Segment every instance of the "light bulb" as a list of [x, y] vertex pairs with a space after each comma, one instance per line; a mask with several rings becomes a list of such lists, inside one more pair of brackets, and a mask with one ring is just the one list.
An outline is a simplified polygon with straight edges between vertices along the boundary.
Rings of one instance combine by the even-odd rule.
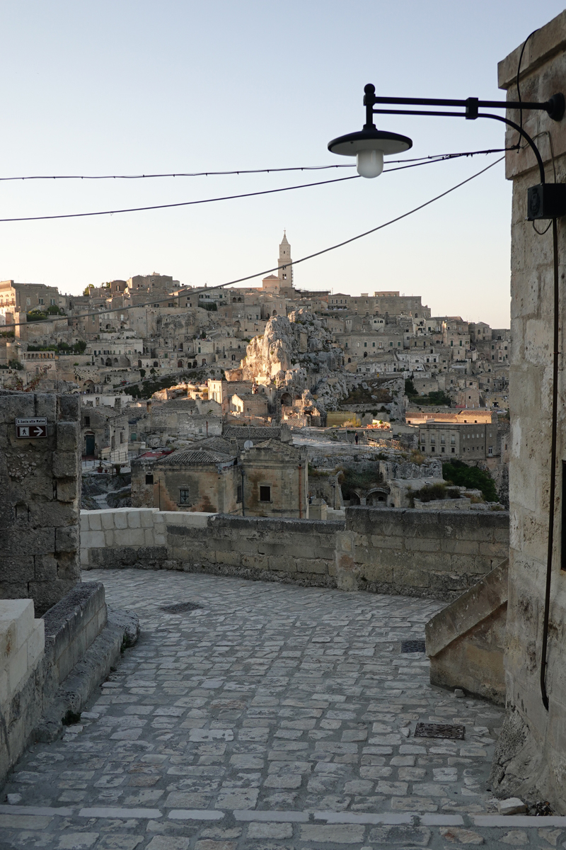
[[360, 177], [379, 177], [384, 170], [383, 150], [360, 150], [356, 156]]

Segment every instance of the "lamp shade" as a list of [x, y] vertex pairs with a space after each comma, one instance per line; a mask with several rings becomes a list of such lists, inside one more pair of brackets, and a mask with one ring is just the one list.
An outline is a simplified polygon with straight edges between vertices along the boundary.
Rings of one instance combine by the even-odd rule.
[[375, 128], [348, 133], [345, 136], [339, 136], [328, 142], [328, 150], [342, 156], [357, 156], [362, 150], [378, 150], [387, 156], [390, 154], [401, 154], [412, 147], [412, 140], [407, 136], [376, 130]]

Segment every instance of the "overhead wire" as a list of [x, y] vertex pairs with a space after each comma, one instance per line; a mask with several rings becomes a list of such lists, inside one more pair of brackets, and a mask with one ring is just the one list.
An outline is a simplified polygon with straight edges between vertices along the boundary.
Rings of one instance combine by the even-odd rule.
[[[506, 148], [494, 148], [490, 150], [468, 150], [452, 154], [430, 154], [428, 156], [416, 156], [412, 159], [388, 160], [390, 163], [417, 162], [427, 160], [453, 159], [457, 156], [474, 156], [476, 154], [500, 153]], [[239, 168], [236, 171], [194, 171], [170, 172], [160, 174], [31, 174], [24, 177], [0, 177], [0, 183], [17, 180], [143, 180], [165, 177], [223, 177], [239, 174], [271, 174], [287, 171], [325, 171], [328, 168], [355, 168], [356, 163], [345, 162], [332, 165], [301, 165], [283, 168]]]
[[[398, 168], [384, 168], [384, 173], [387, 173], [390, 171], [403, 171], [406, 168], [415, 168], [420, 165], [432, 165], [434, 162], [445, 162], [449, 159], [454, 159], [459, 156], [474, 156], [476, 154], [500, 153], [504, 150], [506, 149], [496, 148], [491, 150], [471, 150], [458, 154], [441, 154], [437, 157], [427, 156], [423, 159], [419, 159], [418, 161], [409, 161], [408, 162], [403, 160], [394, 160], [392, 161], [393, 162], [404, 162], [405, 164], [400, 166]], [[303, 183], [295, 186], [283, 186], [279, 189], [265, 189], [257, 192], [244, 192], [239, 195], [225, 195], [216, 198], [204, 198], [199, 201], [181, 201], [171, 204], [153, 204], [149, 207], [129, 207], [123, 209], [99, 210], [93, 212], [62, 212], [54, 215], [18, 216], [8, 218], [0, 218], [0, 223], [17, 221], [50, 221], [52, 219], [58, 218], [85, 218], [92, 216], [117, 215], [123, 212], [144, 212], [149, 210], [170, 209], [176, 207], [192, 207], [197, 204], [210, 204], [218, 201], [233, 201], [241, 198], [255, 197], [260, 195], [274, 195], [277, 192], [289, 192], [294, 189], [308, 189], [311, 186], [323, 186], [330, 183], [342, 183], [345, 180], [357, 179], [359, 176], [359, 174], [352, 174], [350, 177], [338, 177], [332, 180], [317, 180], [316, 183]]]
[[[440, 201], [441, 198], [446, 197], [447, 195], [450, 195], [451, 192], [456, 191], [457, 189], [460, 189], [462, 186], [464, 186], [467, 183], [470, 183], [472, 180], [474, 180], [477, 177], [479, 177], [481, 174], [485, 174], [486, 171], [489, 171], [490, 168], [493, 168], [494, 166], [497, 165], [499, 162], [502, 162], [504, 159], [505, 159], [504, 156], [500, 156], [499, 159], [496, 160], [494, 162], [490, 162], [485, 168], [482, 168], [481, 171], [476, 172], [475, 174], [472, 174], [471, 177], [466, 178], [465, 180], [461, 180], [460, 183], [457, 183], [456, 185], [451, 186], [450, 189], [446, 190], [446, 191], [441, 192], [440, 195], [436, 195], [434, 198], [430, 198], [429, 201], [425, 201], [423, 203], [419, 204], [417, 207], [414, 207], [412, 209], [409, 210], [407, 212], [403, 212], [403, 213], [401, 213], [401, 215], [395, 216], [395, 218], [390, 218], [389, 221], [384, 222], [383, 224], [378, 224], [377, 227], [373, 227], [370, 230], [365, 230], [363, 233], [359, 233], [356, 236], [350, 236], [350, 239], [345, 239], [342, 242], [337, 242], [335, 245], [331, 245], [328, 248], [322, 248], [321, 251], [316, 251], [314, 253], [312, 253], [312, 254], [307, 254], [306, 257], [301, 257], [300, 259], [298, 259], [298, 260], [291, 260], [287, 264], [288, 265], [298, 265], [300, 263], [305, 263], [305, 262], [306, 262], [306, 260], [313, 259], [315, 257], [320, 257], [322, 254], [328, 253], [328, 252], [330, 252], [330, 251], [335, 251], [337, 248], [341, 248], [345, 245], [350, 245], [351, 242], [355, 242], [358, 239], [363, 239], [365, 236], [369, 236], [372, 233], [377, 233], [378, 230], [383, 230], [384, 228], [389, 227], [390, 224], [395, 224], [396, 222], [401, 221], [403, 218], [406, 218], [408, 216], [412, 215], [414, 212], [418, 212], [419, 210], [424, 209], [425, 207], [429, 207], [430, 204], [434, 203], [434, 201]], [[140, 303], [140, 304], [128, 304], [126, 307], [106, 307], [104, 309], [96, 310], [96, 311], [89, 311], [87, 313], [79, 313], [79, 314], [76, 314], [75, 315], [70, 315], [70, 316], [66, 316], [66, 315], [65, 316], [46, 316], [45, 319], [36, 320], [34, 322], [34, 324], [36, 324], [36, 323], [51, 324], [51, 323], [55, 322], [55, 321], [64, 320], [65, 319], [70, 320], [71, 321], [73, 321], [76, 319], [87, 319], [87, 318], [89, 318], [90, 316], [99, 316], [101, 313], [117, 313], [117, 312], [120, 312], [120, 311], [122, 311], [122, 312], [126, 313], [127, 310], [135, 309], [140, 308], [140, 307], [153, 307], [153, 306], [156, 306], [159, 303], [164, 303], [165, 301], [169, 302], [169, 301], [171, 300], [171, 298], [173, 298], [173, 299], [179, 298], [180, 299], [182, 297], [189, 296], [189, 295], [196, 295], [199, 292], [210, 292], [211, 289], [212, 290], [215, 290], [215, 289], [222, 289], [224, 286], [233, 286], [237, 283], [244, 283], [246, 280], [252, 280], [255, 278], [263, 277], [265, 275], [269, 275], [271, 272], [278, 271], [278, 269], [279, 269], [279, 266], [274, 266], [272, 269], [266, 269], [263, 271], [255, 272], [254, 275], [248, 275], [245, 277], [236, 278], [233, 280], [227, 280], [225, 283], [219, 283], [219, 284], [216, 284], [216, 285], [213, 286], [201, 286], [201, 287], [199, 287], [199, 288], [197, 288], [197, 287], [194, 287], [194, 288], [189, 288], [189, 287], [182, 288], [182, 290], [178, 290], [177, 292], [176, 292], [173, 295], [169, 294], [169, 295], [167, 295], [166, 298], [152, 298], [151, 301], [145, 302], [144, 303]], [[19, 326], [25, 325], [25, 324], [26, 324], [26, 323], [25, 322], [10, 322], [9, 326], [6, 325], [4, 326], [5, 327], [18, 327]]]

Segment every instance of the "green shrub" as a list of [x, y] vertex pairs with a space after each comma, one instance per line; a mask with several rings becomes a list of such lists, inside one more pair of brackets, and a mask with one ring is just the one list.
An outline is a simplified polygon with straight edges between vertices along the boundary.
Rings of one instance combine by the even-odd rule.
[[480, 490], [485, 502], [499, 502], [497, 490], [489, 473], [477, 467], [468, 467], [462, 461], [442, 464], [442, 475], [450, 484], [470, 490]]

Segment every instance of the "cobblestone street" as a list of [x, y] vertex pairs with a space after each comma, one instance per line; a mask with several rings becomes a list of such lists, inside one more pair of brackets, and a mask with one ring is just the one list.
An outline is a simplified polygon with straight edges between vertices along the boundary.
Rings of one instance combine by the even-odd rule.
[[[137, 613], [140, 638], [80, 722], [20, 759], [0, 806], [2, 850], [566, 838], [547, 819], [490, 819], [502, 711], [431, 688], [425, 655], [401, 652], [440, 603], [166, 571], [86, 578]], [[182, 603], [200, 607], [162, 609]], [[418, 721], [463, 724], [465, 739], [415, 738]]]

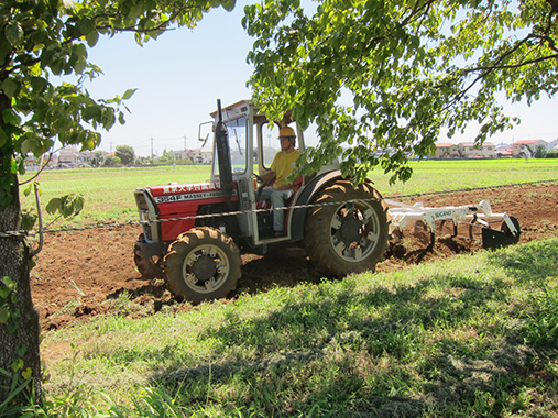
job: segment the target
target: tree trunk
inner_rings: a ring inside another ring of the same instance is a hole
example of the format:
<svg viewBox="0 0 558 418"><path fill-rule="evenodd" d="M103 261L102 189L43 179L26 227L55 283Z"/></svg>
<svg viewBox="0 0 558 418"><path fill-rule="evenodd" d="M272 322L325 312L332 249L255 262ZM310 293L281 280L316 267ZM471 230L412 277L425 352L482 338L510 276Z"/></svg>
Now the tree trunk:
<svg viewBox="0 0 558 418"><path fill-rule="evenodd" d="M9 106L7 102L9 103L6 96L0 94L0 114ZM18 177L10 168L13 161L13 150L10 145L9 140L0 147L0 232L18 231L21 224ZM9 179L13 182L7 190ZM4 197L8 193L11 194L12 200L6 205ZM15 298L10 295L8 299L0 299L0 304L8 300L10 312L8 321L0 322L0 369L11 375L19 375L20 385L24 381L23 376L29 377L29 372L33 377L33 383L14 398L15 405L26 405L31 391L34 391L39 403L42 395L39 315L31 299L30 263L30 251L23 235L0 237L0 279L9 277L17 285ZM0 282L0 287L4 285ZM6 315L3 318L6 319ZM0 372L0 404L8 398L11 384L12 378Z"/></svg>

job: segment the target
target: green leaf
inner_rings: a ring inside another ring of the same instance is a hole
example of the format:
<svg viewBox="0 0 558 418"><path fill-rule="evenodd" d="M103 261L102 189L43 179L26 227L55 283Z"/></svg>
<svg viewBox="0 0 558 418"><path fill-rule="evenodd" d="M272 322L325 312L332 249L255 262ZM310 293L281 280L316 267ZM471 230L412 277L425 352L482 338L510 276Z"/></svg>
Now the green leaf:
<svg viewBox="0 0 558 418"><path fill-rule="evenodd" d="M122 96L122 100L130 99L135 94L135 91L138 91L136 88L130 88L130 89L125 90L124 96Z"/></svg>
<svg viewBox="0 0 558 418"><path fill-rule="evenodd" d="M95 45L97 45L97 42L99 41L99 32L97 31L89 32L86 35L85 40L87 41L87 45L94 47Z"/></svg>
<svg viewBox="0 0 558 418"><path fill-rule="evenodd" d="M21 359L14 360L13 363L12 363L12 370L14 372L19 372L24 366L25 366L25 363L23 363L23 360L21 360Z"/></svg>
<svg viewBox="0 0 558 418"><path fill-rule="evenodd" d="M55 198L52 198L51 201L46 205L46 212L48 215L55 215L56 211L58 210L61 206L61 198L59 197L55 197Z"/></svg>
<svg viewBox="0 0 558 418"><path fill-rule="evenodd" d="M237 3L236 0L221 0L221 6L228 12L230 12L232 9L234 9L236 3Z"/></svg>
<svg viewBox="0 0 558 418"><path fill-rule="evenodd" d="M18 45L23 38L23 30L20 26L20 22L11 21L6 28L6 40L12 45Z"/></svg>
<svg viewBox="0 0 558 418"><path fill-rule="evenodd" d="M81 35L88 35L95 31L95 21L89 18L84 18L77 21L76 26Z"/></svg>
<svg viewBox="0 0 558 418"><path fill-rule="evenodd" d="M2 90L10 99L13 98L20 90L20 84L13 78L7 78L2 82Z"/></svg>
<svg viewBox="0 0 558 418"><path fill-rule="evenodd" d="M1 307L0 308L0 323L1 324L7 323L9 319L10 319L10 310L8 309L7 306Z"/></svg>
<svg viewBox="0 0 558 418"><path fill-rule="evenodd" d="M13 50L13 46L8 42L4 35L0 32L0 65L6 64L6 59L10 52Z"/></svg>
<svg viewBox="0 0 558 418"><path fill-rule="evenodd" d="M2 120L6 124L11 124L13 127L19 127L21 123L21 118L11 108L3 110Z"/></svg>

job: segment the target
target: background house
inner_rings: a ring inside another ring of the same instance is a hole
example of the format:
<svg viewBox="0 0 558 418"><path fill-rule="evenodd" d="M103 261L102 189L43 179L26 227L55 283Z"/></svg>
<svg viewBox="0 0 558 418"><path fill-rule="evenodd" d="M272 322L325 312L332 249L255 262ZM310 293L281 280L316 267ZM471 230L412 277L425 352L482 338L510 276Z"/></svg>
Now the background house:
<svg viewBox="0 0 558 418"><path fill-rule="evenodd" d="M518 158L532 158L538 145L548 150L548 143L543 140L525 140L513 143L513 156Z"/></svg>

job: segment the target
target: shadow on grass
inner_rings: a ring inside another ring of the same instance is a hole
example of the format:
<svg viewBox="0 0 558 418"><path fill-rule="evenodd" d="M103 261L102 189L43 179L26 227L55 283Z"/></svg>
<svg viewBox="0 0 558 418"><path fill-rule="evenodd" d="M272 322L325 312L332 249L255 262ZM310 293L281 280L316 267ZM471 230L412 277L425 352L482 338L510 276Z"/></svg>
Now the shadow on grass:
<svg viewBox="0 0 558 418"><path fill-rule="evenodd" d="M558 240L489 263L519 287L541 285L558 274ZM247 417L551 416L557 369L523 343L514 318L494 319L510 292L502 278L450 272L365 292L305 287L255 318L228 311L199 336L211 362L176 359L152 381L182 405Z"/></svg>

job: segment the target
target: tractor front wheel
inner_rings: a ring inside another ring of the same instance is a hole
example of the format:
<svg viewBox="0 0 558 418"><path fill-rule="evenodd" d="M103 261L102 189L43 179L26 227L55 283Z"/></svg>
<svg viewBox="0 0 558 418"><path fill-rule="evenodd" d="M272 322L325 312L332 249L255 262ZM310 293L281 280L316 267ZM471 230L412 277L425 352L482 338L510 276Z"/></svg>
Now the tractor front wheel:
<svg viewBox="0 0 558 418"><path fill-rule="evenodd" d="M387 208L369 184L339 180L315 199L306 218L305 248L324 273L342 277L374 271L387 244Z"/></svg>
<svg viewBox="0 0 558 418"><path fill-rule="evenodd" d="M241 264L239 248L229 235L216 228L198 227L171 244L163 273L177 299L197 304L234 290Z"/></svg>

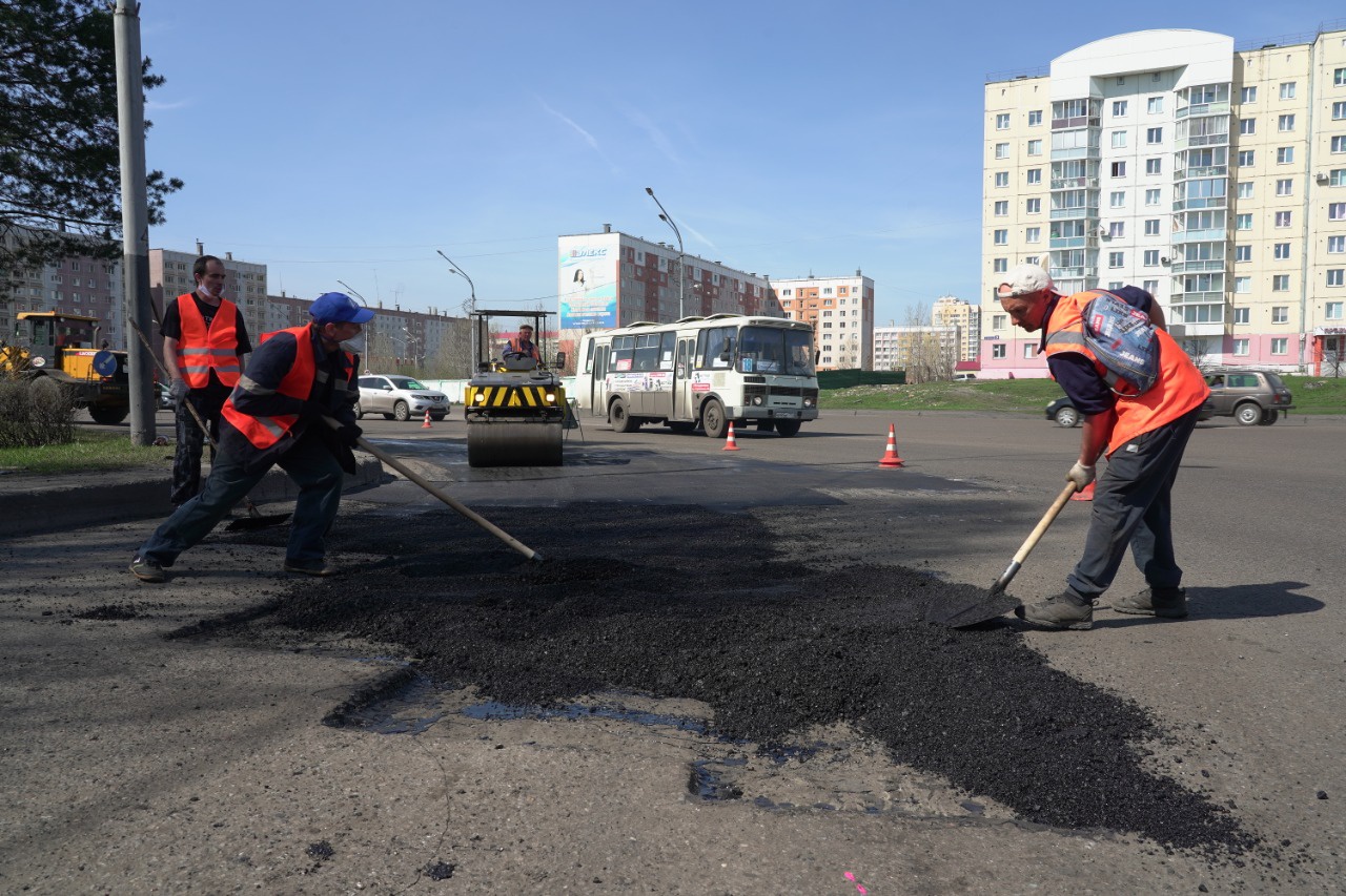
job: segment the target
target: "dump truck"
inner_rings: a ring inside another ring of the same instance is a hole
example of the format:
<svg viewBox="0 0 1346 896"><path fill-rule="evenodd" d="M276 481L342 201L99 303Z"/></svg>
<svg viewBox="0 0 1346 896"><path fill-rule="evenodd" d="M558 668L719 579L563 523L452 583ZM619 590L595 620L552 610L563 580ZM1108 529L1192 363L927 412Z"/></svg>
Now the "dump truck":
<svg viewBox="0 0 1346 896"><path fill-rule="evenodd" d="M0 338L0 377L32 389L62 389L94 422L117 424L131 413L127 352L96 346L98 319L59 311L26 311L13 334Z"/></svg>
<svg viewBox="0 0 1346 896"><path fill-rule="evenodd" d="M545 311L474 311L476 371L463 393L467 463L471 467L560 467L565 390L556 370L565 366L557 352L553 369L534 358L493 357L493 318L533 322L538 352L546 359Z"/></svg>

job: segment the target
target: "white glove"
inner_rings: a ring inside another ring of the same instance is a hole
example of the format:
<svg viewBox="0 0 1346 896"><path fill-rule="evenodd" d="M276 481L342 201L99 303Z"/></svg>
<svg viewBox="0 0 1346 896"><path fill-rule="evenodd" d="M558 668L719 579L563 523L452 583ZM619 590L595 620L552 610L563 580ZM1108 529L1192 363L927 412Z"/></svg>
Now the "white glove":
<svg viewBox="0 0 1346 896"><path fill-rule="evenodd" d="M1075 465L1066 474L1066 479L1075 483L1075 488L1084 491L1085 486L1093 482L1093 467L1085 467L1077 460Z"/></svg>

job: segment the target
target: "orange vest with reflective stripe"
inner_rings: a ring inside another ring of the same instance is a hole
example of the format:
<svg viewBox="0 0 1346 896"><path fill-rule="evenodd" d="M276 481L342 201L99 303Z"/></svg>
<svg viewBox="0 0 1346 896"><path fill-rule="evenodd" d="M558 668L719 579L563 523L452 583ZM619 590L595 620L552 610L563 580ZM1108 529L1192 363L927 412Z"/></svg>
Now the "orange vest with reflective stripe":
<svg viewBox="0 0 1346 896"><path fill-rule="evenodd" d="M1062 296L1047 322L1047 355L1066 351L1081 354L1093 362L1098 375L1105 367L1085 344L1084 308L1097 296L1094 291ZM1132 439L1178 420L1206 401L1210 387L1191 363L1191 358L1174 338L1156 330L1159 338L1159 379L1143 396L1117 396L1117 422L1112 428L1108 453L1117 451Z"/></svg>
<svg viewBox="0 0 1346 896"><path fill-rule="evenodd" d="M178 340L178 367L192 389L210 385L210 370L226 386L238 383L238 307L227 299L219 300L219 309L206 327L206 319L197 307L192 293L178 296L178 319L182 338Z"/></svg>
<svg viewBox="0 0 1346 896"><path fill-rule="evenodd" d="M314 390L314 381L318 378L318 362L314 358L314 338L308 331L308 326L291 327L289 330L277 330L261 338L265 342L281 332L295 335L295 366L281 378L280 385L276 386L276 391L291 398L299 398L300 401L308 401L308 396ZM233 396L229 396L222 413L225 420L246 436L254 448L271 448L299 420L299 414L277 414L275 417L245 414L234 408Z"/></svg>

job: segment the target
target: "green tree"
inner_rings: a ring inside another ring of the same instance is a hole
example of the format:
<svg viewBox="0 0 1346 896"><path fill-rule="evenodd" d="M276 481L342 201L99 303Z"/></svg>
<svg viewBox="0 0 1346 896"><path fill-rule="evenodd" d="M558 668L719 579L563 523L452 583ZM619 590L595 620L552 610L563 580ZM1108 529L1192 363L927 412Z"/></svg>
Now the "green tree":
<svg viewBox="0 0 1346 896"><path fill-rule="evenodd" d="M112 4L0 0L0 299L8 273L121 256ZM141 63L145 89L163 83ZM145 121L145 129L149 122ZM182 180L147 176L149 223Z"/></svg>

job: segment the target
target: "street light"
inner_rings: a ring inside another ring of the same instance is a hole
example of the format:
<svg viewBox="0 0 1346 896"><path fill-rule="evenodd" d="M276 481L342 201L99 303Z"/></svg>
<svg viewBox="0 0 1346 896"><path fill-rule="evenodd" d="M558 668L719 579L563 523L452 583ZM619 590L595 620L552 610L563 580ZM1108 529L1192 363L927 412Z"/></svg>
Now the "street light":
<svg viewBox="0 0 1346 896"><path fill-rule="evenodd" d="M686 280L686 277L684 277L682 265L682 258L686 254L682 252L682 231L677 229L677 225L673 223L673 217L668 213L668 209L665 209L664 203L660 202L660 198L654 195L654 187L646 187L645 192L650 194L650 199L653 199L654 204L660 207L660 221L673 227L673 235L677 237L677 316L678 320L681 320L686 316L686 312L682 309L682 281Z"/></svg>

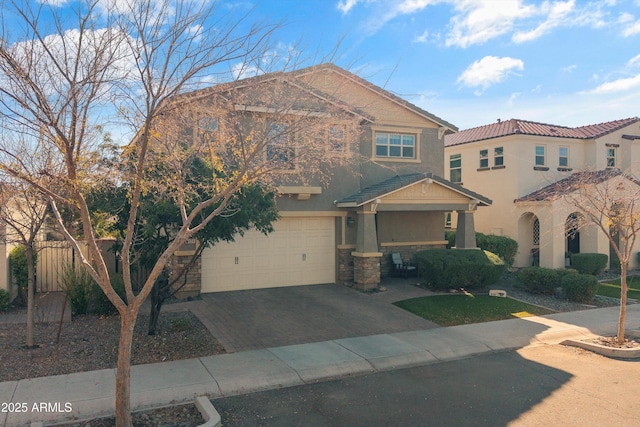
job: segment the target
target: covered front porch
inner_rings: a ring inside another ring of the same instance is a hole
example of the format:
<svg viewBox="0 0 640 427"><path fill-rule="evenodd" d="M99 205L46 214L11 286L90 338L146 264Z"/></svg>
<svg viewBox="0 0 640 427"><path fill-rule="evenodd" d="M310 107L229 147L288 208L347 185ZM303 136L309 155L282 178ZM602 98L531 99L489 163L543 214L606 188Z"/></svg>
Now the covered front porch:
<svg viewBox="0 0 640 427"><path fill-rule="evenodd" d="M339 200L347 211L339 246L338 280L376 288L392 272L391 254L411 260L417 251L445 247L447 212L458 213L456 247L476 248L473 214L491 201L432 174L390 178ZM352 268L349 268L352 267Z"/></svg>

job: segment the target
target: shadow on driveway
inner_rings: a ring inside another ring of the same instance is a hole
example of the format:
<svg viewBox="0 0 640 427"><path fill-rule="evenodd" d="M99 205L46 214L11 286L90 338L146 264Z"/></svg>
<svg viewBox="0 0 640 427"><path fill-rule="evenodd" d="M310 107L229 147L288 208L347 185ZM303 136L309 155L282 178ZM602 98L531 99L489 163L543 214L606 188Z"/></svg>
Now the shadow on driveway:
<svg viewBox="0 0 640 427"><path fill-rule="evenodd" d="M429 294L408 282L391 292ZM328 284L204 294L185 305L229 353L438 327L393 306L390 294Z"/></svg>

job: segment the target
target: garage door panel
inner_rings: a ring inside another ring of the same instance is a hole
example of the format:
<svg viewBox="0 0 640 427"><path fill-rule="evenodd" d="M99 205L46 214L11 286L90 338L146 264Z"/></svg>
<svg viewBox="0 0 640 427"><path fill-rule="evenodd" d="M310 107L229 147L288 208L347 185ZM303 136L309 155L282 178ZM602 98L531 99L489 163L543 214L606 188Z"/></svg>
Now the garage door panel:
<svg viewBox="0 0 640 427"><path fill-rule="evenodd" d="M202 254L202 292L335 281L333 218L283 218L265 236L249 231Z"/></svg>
##############################
_Your objective_
Can you copy the rows word for word, from the very start of the rows through the line that contains "136], [376, 130]]", with both of those lines included and the pictures left out?

_Task output_
Segment every instance of the "light bulb" as a list of [x, y] vertex pairs with a space after each comma, one instance per line; a mask with several rings becomes a list of such lists, inside one more pair of brackets, and a mask with one ring is just the one list.
An outline is a simplified polygon with straight edges between vertices along the boundary.
Rings of one instance combine by the even-odd rule.
[[360, 177], [379, 177], [384, 170], [383, 150], [360, 150], [356, 156]]

Segment every instance of the "lamp shade" as a list of [x, y] vertex pairs with a space after each comma, one instance per line; a mask with several rings becomes a list of such lists, inside one more pair of brackets, and a mask with one ring is just the one list.
An outline is a simplified polygon with straight edges between vertices along the boundary.
Rings of one instance combine by the even-odd rule.
[[375, 128], [348, 133], [345, 136], [339, 136], [328, 142], [328, 150], [342, 156], [357, 156], [362, 150], [378, 150], [387, 156], [390, 154], [401, 154], [412, 147], [412, 140], [407, 136], [376, 130]]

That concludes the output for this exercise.